[[ GIVEN RECORDS, beginning ]]
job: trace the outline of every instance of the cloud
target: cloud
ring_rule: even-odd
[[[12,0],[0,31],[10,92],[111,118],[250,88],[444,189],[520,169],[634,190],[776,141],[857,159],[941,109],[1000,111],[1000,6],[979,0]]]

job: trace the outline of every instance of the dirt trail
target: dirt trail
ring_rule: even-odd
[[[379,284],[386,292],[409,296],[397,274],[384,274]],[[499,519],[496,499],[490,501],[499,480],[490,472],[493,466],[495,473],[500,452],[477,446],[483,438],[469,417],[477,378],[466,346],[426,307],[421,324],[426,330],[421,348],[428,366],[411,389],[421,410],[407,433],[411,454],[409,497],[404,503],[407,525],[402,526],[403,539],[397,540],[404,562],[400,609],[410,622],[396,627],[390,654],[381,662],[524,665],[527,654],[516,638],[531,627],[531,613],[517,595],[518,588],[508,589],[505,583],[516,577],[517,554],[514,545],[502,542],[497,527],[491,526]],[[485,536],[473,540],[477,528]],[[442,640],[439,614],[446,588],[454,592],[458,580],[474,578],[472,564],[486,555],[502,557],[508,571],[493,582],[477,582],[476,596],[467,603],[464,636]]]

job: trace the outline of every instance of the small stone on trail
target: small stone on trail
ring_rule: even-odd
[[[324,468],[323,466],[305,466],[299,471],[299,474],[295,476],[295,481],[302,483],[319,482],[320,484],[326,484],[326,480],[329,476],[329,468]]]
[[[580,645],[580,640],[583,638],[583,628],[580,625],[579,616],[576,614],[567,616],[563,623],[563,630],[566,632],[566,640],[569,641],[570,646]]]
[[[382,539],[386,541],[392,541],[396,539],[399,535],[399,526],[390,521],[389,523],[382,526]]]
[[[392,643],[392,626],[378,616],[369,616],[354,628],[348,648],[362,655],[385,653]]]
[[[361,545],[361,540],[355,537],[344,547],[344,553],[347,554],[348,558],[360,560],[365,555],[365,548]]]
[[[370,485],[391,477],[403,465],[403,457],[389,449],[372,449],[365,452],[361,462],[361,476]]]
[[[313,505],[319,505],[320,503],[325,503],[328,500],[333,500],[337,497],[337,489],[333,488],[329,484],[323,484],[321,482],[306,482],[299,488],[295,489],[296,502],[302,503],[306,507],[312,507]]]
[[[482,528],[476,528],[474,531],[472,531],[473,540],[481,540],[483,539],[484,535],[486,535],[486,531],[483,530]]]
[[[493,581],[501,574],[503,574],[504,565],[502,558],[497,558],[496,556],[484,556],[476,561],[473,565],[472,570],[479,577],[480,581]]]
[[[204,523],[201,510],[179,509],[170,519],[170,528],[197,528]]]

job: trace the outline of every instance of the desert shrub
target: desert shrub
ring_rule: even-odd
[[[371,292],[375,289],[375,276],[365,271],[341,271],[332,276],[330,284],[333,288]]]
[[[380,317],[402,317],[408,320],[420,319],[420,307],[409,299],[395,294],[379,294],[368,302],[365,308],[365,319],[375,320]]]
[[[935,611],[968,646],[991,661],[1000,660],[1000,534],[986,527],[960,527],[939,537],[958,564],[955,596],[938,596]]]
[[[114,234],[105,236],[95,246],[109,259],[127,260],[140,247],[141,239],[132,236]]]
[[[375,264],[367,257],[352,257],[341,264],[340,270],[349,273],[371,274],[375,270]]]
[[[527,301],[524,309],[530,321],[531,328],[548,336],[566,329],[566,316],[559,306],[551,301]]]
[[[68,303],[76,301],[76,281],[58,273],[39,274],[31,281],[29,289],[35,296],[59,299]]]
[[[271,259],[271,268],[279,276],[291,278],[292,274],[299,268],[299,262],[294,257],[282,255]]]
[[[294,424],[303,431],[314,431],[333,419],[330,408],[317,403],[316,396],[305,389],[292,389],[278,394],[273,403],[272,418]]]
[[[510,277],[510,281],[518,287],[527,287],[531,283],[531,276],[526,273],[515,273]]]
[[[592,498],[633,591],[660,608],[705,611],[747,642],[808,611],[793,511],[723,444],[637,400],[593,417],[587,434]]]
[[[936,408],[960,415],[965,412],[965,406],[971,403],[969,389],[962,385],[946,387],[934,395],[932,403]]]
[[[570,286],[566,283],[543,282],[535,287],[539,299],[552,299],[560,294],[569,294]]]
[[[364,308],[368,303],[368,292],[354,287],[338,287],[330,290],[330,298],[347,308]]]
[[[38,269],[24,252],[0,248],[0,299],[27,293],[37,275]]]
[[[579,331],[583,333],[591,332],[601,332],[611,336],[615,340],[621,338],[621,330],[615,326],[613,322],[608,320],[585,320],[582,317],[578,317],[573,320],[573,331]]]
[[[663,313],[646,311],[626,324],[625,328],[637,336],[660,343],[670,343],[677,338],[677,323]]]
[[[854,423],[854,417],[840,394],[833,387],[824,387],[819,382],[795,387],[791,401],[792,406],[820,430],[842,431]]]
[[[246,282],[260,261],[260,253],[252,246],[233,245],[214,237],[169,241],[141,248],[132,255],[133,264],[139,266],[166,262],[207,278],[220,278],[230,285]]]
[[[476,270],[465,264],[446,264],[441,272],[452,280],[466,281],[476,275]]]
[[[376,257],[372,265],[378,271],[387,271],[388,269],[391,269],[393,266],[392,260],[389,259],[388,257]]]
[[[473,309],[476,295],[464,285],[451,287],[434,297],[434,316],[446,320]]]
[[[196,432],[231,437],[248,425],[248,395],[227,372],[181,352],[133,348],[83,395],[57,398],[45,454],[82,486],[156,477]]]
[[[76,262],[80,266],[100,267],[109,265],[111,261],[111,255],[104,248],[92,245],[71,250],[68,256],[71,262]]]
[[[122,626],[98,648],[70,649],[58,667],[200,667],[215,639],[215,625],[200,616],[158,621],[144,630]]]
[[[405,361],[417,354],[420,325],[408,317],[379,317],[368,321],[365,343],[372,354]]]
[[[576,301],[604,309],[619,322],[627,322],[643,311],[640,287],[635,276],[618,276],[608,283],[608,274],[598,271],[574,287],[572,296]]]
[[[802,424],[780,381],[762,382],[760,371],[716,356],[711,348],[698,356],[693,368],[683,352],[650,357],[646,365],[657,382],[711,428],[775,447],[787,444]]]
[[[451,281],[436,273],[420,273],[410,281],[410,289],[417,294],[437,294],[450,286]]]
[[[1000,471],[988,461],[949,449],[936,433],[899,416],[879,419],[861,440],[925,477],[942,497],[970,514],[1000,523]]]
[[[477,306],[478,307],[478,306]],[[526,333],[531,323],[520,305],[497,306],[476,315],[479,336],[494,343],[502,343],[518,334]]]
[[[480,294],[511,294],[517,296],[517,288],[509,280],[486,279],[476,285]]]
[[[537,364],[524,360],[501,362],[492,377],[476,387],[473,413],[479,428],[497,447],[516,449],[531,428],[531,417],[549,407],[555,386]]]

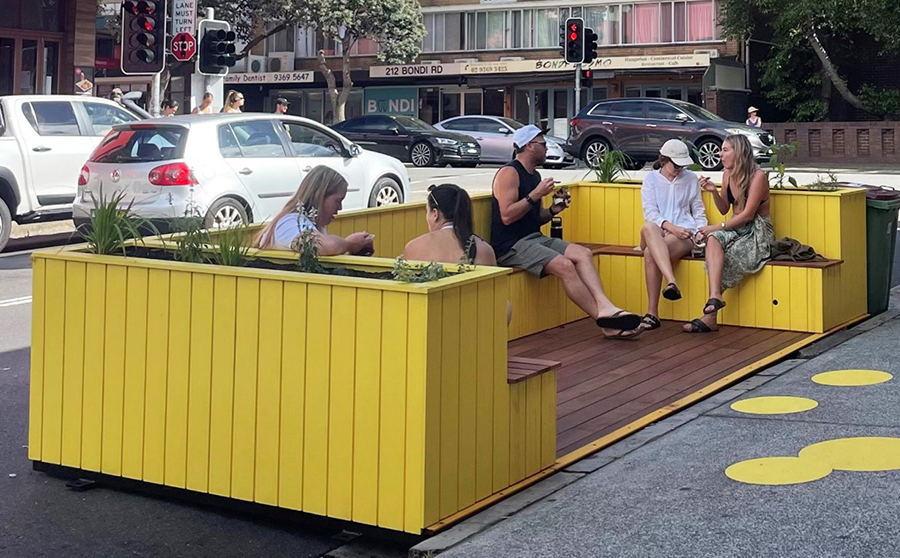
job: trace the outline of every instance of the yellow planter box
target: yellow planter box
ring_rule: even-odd
[[[509,270],[33,261],[34,461],[410,533],[554,462],[555,373],[507,384]]]

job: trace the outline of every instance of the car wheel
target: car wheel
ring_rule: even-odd
[[[430,167],[434,164],[434,150],[424,141],[420,141],[412,146],[412,149],[409,150],[409,156],[412,159],[412,164],[417,167]]]
[[[625,158],[625,170],[639,171],[643,169],[644,165],[646,164],[647,163],[645,163],[644,161],[640,161],[638,159],[632,159],[631,157]]]
[[[247,208],[234,198],[216,200],[206,212],[206,228],[208,229],[227,229],[246,225],[249,222]]]
[[[0,252],[6,248],[6,243],[9,242],[9,233],[11,231],[12,215],[9,213],[6,202],[3,201],[3,199],[0,199]]]
[[[594,138],[584,145],[581,158],[584,160],[584,164],[595,169],[600,166],[607,152],[609,152],[609,144],[606,143],[606,140]]]
[[[378,179],[369,196],[369,207],[382,207],[403,203],[403,194],[397,181],[389,176]]]
[[[708,139],[697,146],[697,157],[705,171],[722,170],[722,142]]]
[[ GIVEN RECORDS, end ]]
From the data above, output only the lines between the line containing "job: trace the outline of every instance of the dirt" and the line containing "target: small stone on trail", inclusive, exactly as written.

ANSWER TO THE EXERCISE:
job: trace the outline of every instance of the dirt trail
target: dirt trail
ring_rule: even-odd
[[[379,284],[386,292],[409,296],[397,274],[384,274]],[[499,519],[496,499],[490,501],[499,480],[490,472],[493,466],[495,473],[500,452],[477,446],[483,438],[469,417],[477,378],[466,346],[426,307],[421,324],[426,330],[421,348],[428,366],[411,389],[421,410],[407,433],[411,454],[409,497],[404,503],[407,525],[402,526],[403,539],[397,540],[404,562],[400,609],[410,622],[396,627],[390,654],[381,662],[524,665],[527,654],[516,638],[531,627],[531,613],[517,595],[518,588],[508,589],[505,583],[516,577],[517,554],[514,545],[502,542],[497,527],[491,526]],[[485,536],[473,540],[477,528]],[[442,640],[439,614],[446,588],[454,592],[458,580],[474,578],[472,564],[486,555],[502,557],[508,571],[493,582],[477,582],[476,596],[467,603],[464,636]]]

job: trace the outline of every instance of the small stone on trail
target: small stone on trail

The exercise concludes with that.